Document segment:
★ ★ ★ ★

Great musicians of the 20th century

moktan

Femme fatale was a wonderful song. Also Stephanie Says and Walk On The Wild Side.

The Velvet Underground - Stephanie says - YouTube
Lou Reed- Walk on the Wild Side - YouTube

isn't that Lisa Says?
Because i was a great Velvet Underground fan at one point of time...some weird songs like The Gift (in which a guy parcels himself to a girl who doesn't like him. the girl cuts with a knife to open the parcel and kills the guy inside instead. macabre. but made musical by Lou Reed's dead pan vocals and grungy guitar.)
 
After the collaborative initiative River-The Joni Letters project with Joni Mitchel, but with much less jazz and even less piano (just some magic touches here and there)...Hancock (some understandably call him the most important American musician alive) has got together an eclectic and all star line up that includes Seal, Paul Simon, Pink, Chaka Khan, Sting and many others from the world music circuit ...

★ ★ ★ ★

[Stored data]
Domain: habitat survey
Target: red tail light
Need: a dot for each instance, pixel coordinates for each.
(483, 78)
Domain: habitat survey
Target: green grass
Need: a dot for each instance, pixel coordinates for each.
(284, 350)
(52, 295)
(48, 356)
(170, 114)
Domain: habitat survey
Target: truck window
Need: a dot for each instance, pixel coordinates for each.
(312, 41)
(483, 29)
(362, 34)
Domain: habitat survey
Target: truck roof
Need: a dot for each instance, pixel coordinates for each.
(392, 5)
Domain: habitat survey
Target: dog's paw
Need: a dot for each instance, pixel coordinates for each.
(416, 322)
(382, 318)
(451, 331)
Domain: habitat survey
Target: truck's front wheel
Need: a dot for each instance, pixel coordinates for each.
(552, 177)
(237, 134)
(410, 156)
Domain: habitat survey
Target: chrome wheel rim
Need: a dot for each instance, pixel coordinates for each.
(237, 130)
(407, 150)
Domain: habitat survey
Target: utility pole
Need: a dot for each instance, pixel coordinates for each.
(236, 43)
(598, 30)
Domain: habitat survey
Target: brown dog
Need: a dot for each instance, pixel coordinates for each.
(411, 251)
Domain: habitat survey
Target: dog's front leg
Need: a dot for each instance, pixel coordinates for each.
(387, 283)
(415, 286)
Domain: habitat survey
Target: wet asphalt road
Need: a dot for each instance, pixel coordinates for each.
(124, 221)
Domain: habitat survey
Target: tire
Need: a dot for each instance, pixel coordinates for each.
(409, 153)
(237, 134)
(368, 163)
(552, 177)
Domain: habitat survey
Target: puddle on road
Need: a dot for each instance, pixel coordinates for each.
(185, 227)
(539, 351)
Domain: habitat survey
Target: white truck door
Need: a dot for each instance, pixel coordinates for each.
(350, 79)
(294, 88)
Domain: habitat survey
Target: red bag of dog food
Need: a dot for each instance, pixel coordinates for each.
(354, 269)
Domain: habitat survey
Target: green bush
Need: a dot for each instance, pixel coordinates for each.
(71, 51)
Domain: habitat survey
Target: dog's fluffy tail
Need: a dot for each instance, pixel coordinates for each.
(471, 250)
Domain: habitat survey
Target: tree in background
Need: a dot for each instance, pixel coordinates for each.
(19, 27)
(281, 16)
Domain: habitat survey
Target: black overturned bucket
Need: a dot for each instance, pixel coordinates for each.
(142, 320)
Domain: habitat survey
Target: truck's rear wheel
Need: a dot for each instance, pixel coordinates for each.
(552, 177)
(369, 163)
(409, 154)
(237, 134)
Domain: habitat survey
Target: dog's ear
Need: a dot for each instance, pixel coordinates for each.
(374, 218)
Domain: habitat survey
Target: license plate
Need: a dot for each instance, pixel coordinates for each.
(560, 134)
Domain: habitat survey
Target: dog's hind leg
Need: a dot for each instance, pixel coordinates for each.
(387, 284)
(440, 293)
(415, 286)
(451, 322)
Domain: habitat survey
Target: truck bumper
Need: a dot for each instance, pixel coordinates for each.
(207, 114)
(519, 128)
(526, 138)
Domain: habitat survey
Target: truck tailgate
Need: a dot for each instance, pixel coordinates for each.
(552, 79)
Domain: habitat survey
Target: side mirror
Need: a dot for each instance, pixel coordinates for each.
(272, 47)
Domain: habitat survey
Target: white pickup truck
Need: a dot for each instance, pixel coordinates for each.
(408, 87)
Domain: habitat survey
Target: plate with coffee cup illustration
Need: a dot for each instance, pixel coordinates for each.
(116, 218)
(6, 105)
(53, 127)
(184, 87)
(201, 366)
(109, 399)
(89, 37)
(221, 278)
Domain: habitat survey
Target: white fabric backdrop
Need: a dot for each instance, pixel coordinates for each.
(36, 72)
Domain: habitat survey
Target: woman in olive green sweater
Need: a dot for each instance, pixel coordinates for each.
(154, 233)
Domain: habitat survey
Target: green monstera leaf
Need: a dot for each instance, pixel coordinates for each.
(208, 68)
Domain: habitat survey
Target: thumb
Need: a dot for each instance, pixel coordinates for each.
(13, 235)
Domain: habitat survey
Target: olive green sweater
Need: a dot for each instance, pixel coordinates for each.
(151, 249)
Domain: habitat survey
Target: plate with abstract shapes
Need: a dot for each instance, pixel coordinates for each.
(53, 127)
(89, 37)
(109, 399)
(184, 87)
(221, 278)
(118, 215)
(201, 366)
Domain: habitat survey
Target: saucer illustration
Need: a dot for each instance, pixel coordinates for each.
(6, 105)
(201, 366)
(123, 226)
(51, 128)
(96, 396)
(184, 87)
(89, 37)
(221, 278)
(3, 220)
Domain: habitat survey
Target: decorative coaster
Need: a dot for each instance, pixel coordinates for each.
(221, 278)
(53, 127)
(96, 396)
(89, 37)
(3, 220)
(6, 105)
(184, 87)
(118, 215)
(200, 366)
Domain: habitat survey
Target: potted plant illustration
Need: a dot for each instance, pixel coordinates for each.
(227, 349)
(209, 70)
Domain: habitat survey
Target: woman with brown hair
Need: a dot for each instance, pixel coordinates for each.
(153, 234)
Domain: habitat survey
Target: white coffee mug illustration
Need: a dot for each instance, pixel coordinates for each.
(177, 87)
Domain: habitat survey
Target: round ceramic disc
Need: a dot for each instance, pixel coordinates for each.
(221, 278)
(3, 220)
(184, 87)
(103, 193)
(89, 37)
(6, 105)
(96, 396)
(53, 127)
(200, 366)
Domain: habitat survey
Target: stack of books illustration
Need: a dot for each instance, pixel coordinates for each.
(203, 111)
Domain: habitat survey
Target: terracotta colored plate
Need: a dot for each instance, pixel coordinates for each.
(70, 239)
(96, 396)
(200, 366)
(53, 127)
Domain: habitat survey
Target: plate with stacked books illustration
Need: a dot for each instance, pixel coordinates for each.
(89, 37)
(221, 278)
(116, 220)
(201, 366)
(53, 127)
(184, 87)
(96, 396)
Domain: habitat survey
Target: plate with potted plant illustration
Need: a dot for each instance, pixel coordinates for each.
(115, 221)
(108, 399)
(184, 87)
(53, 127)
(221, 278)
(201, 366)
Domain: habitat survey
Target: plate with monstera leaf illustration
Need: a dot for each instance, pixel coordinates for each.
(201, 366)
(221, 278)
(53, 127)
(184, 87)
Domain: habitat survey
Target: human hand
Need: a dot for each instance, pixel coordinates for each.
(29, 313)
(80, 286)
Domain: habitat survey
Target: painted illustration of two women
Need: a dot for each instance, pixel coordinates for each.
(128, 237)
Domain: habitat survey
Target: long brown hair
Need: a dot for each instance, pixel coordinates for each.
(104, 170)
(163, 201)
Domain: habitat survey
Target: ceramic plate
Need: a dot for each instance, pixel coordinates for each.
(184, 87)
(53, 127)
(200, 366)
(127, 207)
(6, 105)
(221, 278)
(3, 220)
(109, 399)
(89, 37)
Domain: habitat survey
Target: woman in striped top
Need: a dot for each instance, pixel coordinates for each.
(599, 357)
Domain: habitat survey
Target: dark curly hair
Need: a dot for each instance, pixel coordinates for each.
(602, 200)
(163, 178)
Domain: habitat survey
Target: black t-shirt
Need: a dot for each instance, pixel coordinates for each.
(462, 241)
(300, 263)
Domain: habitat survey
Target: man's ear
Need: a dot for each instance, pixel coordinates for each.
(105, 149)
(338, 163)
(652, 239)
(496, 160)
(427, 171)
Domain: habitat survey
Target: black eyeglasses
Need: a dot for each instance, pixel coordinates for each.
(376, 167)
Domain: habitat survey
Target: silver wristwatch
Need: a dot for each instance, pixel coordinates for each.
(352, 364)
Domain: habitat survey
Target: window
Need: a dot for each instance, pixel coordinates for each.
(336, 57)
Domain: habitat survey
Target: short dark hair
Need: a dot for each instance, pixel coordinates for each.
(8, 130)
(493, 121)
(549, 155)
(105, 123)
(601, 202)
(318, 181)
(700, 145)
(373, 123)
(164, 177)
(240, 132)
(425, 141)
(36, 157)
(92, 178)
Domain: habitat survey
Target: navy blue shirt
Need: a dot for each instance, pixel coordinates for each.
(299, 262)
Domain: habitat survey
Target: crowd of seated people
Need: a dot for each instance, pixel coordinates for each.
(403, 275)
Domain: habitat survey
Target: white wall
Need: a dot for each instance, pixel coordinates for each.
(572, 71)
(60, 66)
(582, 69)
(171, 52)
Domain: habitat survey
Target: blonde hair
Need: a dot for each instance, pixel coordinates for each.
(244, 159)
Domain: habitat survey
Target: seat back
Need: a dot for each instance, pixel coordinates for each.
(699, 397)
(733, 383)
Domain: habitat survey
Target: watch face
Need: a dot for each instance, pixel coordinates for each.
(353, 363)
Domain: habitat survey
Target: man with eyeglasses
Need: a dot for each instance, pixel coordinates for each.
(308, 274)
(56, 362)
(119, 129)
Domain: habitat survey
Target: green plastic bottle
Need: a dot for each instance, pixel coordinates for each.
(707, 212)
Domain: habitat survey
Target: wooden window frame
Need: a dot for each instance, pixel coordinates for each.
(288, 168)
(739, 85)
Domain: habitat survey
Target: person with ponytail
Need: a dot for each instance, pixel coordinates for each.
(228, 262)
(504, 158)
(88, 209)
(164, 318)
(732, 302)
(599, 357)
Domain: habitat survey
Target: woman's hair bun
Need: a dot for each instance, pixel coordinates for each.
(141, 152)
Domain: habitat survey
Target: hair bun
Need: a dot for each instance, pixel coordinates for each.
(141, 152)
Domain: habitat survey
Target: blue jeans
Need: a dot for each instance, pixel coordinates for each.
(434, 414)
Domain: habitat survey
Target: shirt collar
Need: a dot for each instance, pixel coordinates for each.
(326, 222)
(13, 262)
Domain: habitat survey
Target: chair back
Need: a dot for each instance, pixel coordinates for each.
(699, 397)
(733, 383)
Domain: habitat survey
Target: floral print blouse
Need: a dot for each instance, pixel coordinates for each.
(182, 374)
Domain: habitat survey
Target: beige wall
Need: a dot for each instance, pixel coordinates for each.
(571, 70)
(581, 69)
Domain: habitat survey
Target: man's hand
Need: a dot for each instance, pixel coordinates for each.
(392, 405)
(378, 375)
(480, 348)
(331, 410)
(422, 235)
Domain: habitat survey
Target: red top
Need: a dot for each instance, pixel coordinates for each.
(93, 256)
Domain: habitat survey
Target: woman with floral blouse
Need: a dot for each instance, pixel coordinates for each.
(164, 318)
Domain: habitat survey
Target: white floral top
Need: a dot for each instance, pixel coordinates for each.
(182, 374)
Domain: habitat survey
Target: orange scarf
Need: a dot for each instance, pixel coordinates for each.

★ ★ ★ ★

What you will do:
1 > Reproduce the stretch of the forum thread on great 20th-century musicians from "Great musicians of" through "that Lisa Says?", word for word.
2 > Carry on the forum thread on great 20th-century musicians, picking up right after its last sentence.

The responses:
1 >
Great musicians of the 20th century

moktan

Femme fatale was a wonderful song. Also Stephanie Says and Walk On The Wild Side.

The Velvet Underground - Stephanie says - YouTube
Lou Reed- Walk on the Wild Side - YouTube

isn't that Lisa Says?

2 >
Jazz fans may want Herbie to get back to his Empyrean Isles groove...but mainstream listeners will find plenty of interesting and accessible songs..some foot-tapping like Tempo D'Amor and Space Captain others more cheerfully political like The Times They Are A Changin (How is that for a cover, Bobby?) and A Change is Gonna Come...

P.S. There is Jeff Beck on guitar, Marcus Miller on Bass, Wayne Shorter on sax and Anoushka Shankar on sitar in the East-West fusion The Song Goes On which also features Chaka Khan and Chitra...(in spite of the stellar line-up I thought this was the most contrived and disappointing effort- but maybe that's because I don't normally dig fusion)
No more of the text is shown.